### Consigna 1
Resume en una lista breve el párrafo del artículo sobre Shakespeare que empieza con «La escena no es estática» y conserva sus ideas principales.
### Consigna 2
Prosigue el artículo sobre Shakespeare a partir de su última oración.

FIRMA INVITADA: "SHAKESPEARE, EL CUERDO QUE ENTIENDE A LOS LOCOS", por MIGUEL CARREÑO CARREÑO



SHAKESPEARE, EL CUERDO QUE ENTIENDE A LOS LOCOS



Correspondo con el presente artículo al nada ingenuo trabajo “Una interpretación ingenua de Shakespeare”, de Salvador Perán Mesa, en su lectura de El Rey Lear y Macbeth publicado en este mismo blog (http://baezaliteraria.blogspot.com.es/el pasado 21 de septiembre.

Lear, en la escena de división de su reino, según dice quiere despojarse de su poder y dejar de ser rey. Y plantea la situación como un simple trámite, embargado de suficiencia. En cambio, cuando interactúan los personajes surge un final inesperado. Aparentemente Lear no consigue lo que se proponía porque no se adapta al ritmo de transición de esa situación y, durante la misma, sigue siendo (mantiene todavía el poder) y sintiendo (le molesta la verdad, señala agudamente el autor del trabajo sobre Lear que comento) como rey. Pues, aunque era otra su voluntad, los hechos suceden con una dialéctica tan realista que escapan a su control y la situación se le va de las manos.
La escena no es estática sino dinámica y, por consiguiente, ambigua. Como la vida misma. Y no sólo Lear, también patinan (se equivocan), por decirlo así, las “verdades” inapelables de los fieles (honrados) vasallos y de todos los que están en la línea de franqueza de Cordelia porque no han captado la pretensión de buena voluntad del rey. Son, pues, buenos pero ingenuos. Y la ingenuidad cuando no se es niño es dudosa virtud.

### Material de partida
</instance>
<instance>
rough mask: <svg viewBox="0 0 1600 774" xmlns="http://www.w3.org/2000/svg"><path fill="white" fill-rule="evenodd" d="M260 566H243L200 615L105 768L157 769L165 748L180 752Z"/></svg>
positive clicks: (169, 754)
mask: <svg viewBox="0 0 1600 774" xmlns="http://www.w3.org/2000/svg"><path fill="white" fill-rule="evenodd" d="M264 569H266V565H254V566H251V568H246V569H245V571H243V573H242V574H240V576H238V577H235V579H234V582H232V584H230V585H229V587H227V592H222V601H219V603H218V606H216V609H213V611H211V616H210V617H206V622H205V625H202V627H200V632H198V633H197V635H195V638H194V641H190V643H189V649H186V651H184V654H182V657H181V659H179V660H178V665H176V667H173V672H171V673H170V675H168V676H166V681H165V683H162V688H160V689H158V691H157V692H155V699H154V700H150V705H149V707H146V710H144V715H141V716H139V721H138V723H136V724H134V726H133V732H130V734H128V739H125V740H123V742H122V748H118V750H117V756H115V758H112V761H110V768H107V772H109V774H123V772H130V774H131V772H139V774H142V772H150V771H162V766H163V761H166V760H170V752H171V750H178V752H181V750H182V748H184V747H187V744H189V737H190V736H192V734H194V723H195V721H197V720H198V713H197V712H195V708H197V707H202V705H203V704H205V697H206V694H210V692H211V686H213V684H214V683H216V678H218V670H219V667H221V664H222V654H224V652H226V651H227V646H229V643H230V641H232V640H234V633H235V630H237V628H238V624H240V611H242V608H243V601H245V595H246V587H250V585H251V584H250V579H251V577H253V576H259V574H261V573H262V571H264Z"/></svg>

### Resultado 1
- La escena es dinámica y no estática, y por eso resulta ambigua, como la vida misma.
- No solo se equivoca Lear: también fallan las «verdades» de los vasallos fieles y de quienes comparten la franqueza de Cordelia.
- Se equivocan porque no han captado la buena voluntad que pretende el rey.
- Son buenos pero ingenuos, y la ingenuidad fuera de la niñez es una virtud dudosa.

### Resultado 2
Por el contrario, los pillos y sinvergüenzas, además de que están para aprovecharse como las dos hermanas mayores, le siguen el rollo al rey para hacerle la pelota y así conseguir su beneficio. Aunque también estén ciegos al momento que viven.
De he ahí la multiplicidad inabarcable que es Shakespeare.
Lear pretendía ejercer del niño que dice que el rey está desnudo, pero sus vasallos y sus hijas seguían viéndolo vestido con toda la razón. Y el mismo Lear, que tiene todas las cartas y juega solo, también pierde la partida.
Los personajes de Shakespeare van a remolque de los sucesos que ellos mismos provocan y, cojan el tren o queden varados en la estación, inevitablemente descarrilan. La impresión (de veracidad) que ello produce en el espectador / lector es nuestra fascinación por Shakespeare.
Lear (o sea, nosotros) decide salirse del papel de rey, mostrarse como es, como hombre, pero a la hora de la verdad fracasa. Pierde la “cordura” porque es incapaz de quitarse la máscara, aunque ése fuera su propósito.
Lear ha visto dentro de sí, en su yo, en su abismo. Ha visto su infierno. Lo que esperaba una gloriosa abdicación se convierte en un juicio final, un balance de vida, donde es juzgado por el más severo de los jueces, el juez al que no se puede engañar: él mismo. Y lejos de tragarse su “justo” orgullo con humildad, peca de soberbia y con ira, y plena conciencia, condena a los “buenos” / veraces y premia a los “malos” / mentirosos. No hay problema de comunicación, carece de importancia la “verdad” de los auténticos o la “mentira” de los tramposos; a todos los conoce bien. Lear es clarividente, pero, incapaz de asumir su impostura vital y víctima de su propia injusticia, “enloquece”.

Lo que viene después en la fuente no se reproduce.